▶ [Given task]: Extract all of the entries and give them again, word for word.

-*-

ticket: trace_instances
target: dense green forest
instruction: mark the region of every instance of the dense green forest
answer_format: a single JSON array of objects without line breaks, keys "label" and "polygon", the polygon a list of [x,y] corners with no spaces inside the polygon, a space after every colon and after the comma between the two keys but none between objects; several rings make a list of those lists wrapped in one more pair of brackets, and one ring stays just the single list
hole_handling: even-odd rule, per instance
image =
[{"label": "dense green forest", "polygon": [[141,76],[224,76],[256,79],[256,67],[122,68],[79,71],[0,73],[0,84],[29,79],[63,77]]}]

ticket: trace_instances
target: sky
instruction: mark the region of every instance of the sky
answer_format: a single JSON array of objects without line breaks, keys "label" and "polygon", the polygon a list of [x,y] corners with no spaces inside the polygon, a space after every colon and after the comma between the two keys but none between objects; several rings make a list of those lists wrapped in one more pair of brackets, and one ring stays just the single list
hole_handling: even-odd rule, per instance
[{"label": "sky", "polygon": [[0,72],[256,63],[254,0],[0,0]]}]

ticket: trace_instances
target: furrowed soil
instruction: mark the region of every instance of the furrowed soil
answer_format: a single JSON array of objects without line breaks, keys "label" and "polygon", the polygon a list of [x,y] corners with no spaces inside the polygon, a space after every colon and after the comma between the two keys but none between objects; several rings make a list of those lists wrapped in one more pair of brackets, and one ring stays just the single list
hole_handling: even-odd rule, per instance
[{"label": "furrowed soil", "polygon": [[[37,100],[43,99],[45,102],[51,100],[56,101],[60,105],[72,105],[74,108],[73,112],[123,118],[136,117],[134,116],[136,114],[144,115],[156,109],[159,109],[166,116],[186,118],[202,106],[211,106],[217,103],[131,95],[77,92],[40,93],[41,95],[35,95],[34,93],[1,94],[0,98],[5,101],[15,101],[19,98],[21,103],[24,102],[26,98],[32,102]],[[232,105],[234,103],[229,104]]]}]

-*-

▶ [Exercise result]:
ticket: trace_instances
target: dense green forest
instruction: mark the region of every instance of the dense green forest
answer_format: a single JSON array of objects without line breaks, keys "label" and "polygon", the polygon a list of [x,y] corners with no spaces inside the polygon, a space after every colon and after the comma between the two keys but none between objects; several rings make a list of those lists wrapped in one more pair of brackets, and one ring stays just the single list
hole_handling: even-odd rule, per instance
image =
[{"label": "dense green forest", "polygon": [[141,76],[224,76],[256,79],[256,67],[122,68],[79,71],[0,73],[0,84],[29,79],[63,77]]}]

ticket: trace_instances
target: sky
instruction: mark the region of every instance of the sky
answer_format: a single JSON array of objects without line breaks, keys "label" and "polygon", the polygon a list of [x,y] corners with no spaces inside the polygon, a space after every colon and after the comma between the two keys but none between objects; several rings make a list of those lists wrapped in one more pair of brackets, and one ring stays just the single list
hole_handling: even-odd rule, per instance
[{"label": "sky", "polygon": [[0,72],[256,63],[254,0],[0,0]]}]

ticket: trace_instances
target: furrowed soil
instruction: mark the region of every instance of the furrowed soil
answer_format: a single JSON array of objects without line breaks, keys "label" and "polygon", the polygon a list of [x,y] corners with no spaces inside the polygon, a space after every colon and after the comma between the two keys but none between objects; several rings make a list of those lists wrapped in one more pair of brackets, and one ring stays just the single list
hole_handling: even-odd rule, per instance
[{"label": "furrowed soil", "polygon": [[[37,100],[43,99],[45,102],[51,100],[56,101],[60,105],[72,105],[74,108],[73,112],[123,118],[136,117],[134,116],[136,114],[144,115],[156,109],[159,109],[166,116],[186,118],[202,106],[211,106],[217,103],[131,95],[77,92],[40,93],[41,95],[35,95],[34,93],[1,94],[0,98],[5,101],[15,101],[19,98],[21,103],[24,102],[26,98],[32,102]],[[232,105],[234,103],[229,104]]]}]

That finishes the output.